- Exercise -
Report, as a bare number, how many lines of the entries below contain "lamp".

---------- Records for the exercise

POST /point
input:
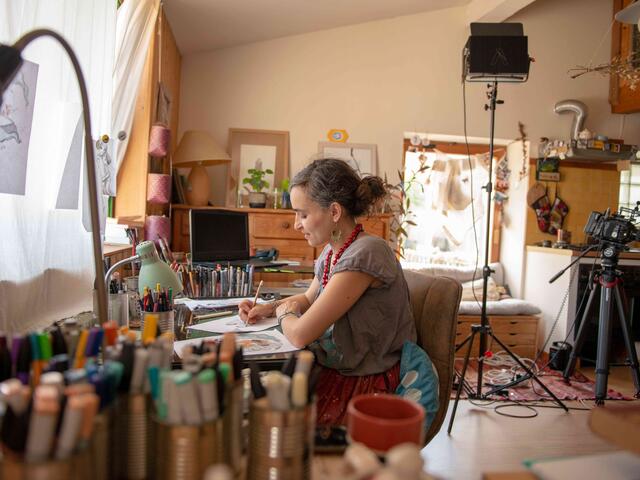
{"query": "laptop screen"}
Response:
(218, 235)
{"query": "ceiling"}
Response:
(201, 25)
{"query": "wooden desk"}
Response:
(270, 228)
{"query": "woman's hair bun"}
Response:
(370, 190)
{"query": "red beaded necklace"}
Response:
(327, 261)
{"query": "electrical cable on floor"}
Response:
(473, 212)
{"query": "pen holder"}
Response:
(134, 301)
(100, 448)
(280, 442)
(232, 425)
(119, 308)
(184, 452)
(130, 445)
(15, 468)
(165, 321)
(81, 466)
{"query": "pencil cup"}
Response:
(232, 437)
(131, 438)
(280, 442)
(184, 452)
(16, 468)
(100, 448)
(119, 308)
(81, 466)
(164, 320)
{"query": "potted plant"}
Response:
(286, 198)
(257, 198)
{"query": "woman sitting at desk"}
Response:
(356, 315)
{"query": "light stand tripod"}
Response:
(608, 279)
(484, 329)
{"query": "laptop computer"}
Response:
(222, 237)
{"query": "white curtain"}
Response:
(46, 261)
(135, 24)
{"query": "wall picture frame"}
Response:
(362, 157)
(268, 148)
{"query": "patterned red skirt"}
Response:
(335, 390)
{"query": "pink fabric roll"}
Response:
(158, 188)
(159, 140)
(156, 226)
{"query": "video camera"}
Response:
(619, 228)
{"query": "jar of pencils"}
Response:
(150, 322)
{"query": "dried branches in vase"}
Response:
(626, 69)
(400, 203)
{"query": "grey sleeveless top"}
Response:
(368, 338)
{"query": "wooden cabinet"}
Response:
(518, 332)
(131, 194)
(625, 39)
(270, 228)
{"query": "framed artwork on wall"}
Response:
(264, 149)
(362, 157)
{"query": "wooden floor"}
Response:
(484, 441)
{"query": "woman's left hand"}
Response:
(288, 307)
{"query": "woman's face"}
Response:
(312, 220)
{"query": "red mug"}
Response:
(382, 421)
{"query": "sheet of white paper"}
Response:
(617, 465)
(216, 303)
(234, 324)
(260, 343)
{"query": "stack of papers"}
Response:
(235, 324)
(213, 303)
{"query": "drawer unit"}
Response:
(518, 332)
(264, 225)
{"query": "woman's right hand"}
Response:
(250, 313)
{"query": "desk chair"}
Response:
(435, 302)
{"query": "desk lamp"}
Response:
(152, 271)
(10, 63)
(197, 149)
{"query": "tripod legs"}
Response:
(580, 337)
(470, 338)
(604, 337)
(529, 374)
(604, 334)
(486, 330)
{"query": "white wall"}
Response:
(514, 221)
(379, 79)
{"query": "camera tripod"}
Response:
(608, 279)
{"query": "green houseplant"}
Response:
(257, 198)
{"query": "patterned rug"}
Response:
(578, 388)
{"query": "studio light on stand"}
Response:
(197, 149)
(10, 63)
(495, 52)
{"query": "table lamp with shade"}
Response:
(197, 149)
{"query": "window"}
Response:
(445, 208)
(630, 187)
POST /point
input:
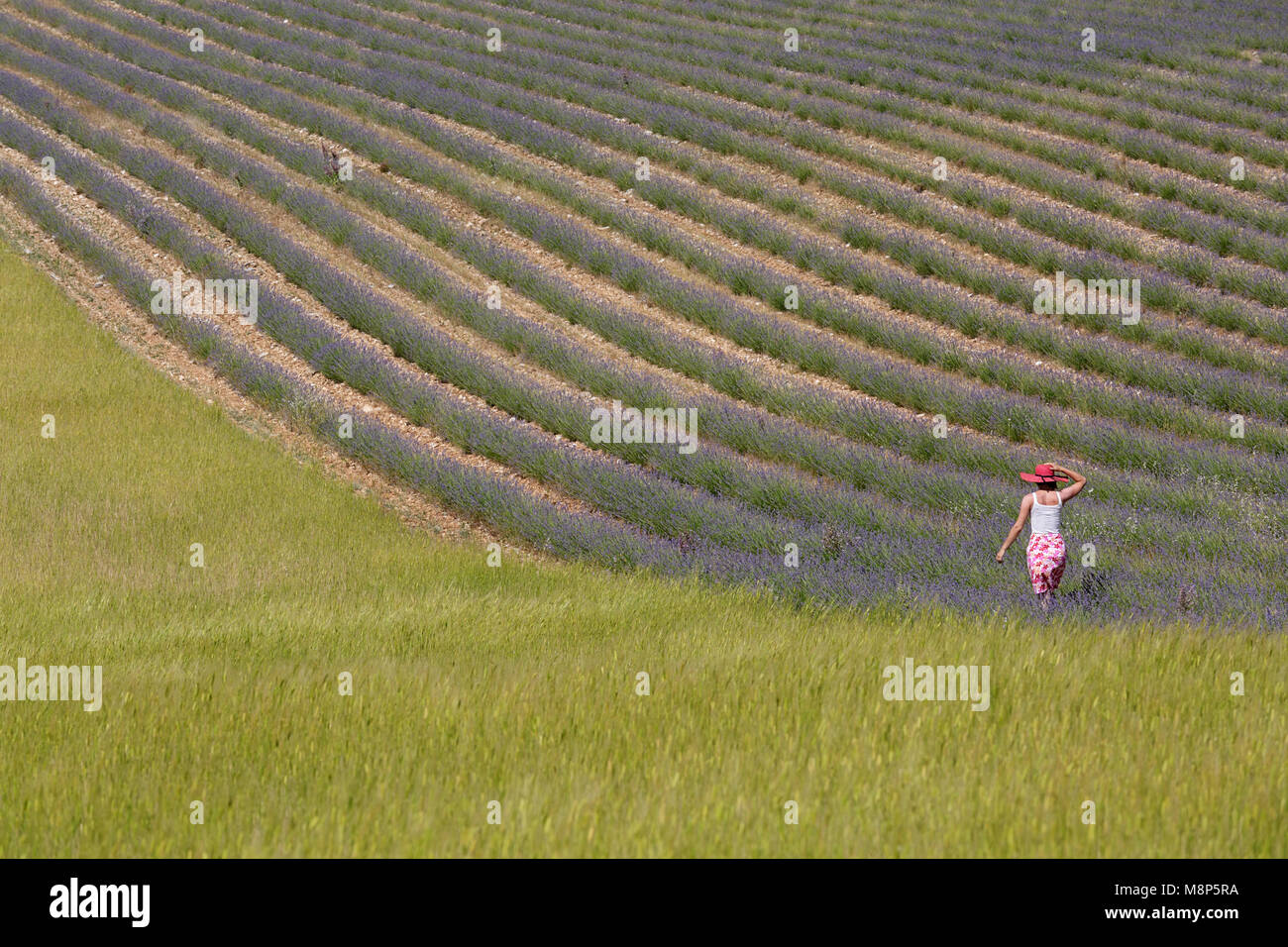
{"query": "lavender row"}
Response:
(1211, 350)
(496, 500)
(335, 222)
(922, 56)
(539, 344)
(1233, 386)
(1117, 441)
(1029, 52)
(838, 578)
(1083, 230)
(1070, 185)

--------------------

- Written answer -
2